_PASSAGE FOR REVIEW_:
-- Opening Marker --
Wednesday, March 14, 2007

ADD Science: Part I

I am an English major. The class that I did the worst in during college was biology. But I got an A+ in high school in biology so, armed with the need to know, I dove into David Freides' Developmental Disorders: A Neuropsychological Approach to try to figure out what is going on in my brain. I've found the book surprisingly easy to understand and interesting. I am not going to quote from it here. Instead, I am going to try to give some paragraphs about my initial findings. As best as I can, I will give page numbers to Freides. He quotes a huge number of studies that I will try to outline separately in a different post.

Inattention has been described in two ways: 1. A failure to remain alert due to a failure of outside attention-grabbers to grab attention. This is called the underarousal hypothesis, and it has been widely questioned. 2. A failure to sort through attention grabbers to react to the ones that demand focus, or "an impaired ability to modulate arousal or alertness to meet situational demands." (Douglas, 1984 as quoted on page 175).

Right now, I do not fully understand the science of the former. It has something to do with the fact that people react to all attention-grabbers but learn to screen certain ones out over time. The first theory says that people with ADHD do not react at the same level to anything that might demand attention, and compares the hyperactive subtype to someone trying to keep himself awake. The hyperactive person with ADHD is trying to keep himself stimulated.

The latter one seems to be more rooted in actual places in the brain. To that end, I included two diagrams of the brain lifted off the Internet and some definitions:

This one show the lobes of the outer layer of grey mass: the cerebral cortex. The frontal lobe is in blue. That is the one that comes into play here, but just for reference, the other lobes are Temporal (green) Occipital (pink) and Parietal (yellow).

The frontal lobes, according to wikipedia, "have been found to play a part in impulse control, judgment, language production, working memory, motor function, problem solving, sexual behavior, socialization and spontaneity."

Also, at play here are the Basal ganglia, which are a group of transit points for electrical signals in the brain. They join all the lobes. The second diagram here indicates where they are.



O.K. Now that we got all of that down, we can look at this hypothesis of what is actually going on in the brain.

A study of hyperactive children in 1989 showed that subjects with ADD had increased blood flow to the sensory parts of the brain (that's all the lobes except for the frontal, with the most emphasis on the Parietal) and insufficient blood flow to the basal ganglia where inhibition and regulation of behavior and control comes from (page 175).
-- Closing Marker --
_THE TASK_:
Rewrite the ADD science post from "This one show" to "where they are.", putting "neocortex" in place of "cerebral cortex".

_PROVIDED RECORDS_:
-- Opening Marker --
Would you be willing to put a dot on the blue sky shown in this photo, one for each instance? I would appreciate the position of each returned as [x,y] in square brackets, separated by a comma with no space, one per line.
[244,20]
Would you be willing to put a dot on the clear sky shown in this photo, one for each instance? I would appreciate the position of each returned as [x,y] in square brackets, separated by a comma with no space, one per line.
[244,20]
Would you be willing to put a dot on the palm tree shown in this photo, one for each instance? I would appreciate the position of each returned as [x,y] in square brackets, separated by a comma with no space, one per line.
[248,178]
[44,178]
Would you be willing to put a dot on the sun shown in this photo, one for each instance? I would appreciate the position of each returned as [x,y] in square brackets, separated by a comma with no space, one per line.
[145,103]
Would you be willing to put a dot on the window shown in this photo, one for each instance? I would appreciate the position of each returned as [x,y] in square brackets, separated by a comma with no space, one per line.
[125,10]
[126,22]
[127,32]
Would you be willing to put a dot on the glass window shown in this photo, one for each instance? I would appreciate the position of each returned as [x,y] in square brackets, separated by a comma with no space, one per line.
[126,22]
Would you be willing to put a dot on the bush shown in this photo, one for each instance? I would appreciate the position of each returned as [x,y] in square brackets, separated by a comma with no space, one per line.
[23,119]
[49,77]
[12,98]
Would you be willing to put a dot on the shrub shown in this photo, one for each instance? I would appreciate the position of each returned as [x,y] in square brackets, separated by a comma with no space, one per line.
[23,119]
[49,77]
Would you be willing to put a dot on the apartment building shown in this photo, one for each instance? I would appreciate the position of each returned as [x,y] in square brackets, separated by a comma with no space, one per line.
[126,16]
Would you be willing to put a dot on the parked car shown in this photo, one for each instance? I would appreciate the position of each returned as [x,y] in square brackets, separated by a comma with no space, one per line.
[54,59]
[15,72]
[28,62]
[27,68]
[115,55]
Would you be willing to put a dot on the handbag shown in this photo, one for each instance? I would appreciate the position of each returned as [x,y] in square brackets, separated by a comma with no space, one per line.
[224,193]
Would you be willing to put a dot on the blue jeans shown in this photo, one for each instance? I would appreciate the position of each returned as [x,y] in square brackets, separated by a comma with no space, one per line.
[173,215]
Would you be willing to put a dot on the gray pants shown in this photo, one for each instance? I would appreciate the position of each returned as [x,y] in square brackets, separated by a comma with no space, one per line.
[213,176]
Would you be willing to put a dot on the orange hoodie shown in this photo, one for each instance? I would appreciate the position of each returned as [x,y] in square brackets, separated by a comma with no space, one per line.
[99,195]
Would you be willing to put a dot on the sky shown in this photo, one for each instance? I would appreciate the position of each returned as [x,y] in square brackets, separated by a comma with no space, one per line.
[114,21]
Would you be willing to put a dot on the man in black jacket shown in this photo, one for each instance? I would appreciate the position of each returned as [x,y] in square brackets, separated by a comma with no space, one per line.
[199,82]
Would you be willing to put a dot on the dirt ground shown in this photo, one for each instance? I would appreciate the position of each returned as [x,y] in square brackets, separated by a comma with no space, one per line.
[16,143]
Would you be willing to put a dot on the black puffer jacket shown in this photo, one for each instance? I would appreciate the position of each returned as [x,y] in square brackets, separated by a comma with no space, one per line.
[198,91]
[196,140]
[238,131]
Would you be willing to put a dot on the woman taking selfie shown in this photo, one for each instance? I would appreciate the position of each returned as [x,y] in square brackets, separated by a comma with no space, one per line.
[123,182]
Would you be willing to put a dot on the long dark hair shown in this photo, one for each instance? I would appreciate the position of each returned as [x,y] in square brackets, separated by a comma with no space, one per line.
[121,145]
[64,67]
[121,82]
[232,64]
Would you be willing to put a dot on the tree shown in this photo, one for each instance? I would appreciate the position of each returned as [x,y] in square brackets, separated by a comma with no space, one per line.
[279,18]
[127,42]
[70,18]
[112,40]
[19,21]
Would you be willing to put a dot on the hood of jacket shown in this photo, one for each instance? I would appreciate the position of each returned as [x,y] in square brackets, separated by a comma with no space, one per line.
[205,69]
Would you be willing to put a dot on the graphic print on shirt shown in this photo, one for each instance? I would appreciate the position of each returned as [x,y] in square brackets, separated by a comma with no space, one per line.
-- Closing Marker --
_TASK OUTPUT_:
This one show the lobes of the outer layer of grey mass: the neocortex. The frontal lobe is in blue. That is the one that comes into play here, but just for reference, the other lobes are Temporal (green) Occipital (pink) and Parietal (yellow).

The frontal lobes, according to wikipedia, "have been found to play a part in impulse control, judgment, language production, working memory, motor function, problem solving, sexual behavior, socialization and spontaneity."

Also, at play here are the Basal ganglia, which are a group of transit points for electrical signals in the brain. They join all the lobes. The second diagram here indicates where they are.